WHAT YOU NEED TO DO ▸ Take every line from the entries below that includes the word "wooden" and copy it.

RECORDS TO USE ▸
============
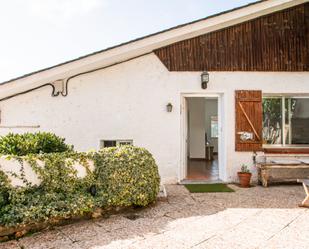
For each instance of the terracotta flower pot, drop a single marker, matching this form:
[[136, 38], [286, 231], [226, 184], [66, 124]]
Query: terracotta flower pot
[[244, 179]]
============
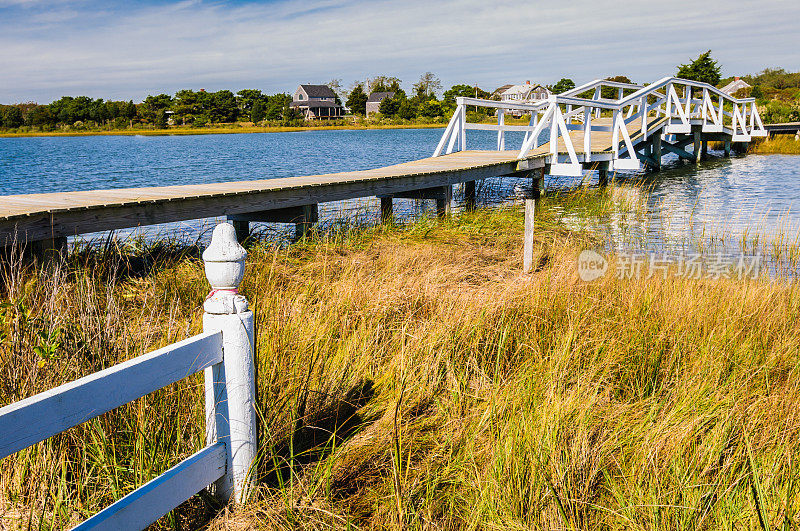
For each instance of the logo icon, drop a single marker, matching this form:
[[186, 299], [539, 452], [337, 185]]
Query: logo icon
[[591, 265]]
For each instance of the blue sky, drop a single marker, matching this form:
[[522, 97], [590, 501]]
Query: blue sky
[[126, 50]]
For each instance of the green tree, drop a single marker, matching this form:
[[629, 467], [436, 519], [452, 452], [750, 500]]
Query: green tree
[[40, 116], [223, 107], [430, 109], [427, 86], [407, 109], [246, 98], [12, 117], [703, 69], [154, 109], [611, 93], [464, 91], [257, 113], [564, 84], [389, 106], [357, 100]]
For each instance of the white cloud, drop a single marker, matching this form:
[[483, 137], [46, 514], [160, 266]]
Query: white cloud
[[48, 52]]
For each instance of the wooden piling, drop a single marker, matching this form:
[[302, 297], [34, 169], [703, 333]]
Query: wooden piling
============
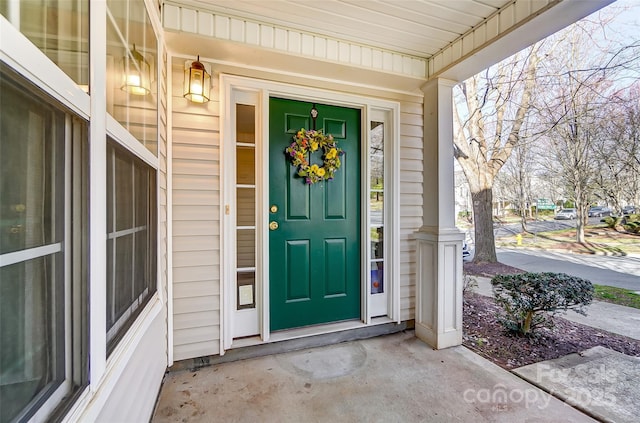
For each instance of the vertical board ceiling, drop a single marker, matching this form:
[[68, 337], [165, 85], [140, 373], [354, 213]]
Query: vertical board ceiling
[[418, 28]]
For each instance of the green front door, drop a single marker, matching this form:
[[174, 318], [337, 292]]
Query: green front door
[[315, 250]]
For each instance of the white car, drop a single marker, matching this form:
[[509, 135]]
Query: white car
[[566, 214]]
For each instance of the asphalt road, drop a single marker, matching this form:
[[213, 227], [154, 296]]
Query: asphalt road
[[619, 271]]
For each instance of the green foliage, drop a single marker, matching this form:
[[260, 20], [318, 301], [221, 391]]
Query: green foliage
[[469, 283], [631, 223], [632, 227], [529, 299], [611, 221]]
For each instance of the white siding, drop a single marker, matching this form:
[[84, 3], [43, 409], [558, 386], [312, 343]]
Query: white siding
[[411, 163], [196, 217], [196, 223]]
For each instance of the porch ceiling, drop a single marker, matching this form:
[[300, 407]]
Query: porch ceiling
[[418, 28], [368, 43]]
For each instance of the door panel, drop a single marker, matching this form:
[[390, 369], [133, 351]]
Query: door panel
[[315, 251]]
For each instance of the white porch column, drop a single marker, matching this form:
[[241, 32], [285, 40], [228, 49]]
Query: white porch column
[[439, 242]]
============
SOLUTION ▸
For each instance of the wooden piling, drop a single marker, matching this form:
Query: wooden piling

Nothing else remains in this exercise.